• PROBLEM TO WORK ON
Reproduce the items starting at the line containing "of the window." and ending at the line containing "[[180, 85], [121, 83], [125, 83]]", swapping "window" for "door" and leaving everything else unchanged.

[start]

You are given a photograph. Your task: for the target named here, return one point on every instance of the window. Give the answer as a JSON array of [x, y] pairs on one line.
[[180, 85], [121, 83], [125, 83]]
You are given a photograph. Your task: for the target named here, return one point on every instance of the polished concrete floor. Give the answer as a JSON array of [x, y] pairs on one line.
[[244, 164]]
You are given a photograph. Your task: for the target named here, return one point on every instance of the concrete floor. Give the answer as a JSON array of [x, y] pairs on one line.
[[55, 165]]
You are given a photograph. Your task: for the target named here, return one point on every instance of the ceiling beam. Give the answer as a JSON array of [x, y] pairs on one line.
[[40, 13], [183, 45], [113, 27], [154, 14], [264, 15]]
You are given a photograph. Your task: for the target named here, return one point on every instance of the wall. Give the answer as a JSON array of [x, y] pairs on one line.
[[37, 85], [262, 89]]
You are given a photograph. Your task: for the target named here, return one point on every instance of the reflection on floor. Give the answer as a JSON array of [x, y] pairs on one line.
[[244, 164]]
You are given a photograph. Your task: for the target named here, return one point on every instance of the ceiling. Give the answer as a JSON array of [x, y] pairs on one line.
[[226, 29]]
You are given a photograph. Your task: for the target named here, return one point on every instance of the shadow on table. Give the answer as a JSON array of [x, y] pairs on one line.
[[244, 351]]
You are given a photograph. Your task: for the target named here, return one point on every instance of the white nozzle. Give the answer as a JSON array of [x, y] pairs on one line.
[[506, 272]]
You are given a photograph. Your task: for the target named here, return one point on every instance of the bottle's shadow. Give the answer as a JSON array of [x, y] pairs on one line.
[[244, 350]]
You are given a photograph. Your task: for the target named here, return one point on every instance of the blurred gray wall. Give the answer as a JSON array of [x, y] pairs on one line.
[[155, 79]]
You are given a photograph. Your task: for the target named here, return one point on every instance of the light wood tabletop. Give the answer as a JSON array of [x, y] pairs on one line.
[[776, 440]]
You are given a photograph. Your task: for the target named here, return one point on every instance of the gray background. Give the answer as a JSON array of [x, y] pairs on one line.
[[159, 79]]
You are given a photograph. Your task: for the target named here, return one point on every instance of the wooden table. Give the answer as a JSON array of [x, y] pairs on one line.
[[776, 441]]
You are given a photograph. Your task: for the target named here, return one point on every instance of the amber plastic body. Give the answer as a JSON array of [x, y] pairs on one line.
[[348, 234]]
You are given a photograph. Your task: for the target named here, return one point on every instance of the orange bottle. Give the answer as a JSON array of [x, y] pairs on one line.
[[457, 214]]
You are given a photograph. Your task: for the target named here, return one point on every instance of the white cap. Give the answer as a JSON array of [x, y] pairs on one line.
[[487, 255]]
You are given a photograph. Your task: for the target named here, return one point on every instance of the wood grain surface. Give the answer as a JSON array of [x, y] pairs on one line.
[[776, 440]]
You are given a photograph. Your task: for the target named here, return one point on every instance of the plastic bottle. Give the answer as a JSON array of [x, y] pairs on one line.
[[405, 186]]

[end]
[start]

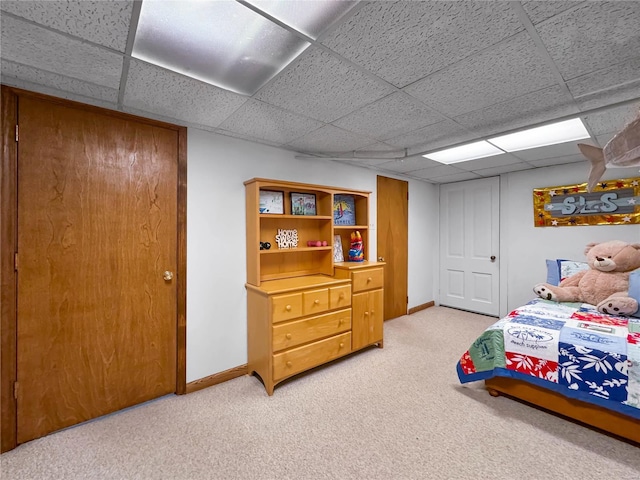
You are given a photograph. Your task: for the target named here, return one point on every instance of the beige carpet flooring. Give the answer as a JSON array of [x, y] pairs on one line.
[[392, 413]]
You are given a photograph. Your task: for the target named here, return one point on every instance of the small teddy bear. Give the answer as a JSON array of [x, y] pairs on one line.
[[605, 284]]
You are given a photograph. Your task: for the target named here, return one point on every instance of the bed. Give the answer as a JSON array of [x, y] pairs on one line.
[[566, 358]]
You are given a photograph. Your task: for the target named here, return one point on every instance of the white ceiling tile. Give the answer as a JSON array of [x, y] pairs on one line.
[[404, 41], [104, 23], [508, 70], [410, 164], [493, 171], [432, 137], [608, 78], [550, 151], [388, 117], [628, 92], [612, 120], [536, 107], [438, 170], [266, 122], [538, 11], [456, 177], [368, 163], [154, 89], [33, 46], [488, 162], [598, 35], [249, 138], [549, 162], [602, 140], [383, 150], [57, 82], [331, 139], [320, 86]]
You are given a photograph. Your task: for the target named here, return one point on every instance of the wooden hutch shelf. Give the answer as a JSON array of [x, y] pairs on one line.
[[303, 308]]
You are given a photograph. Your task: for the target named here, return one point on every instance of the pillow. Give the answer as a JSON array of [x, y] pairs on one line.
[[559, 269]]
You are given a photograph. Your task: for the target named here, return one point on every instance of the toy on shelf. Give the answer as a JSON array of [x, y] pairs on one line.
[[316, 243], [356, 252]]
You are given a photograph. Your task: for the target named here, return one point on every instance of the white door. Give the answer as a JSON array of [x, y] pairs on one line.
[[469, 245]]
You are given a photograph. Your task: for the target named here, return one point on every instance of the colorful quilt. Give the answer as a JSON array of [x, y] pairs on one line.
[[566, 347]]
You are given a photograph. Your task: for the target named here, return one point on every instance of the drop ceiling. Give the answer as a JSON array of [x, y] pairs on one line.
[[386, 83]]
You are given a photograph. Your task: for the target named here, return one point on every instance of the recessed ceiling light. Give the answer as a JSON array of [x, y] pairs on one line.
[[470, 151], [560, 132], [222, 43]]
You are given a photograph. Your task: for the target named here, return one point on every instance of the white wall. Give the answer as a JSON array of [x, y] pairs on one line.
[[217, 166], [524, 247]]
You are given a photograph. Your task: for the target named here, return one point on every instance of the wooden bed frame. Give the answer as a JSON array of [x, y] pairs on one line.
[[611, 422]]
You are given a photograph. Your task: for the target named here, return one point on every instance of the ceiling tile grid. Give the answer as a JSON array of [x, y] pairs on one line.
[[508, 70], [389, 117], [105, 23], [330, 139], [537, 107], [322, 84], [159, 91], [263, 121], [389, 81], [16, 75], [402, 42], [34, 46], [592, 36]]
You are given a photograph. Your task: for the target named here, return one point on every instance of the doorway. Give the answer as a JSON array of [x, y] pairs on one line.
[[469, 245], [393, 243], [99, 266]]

[end]

• OUTPUT FOR THIS EXERCISE
You are given a photograph. Your task: for the target named here, return one point on every instance of the door. Give the answer as a JSON array of [x, y] pairs on one line.
[[180, 85], [121, 83], [125, 83]]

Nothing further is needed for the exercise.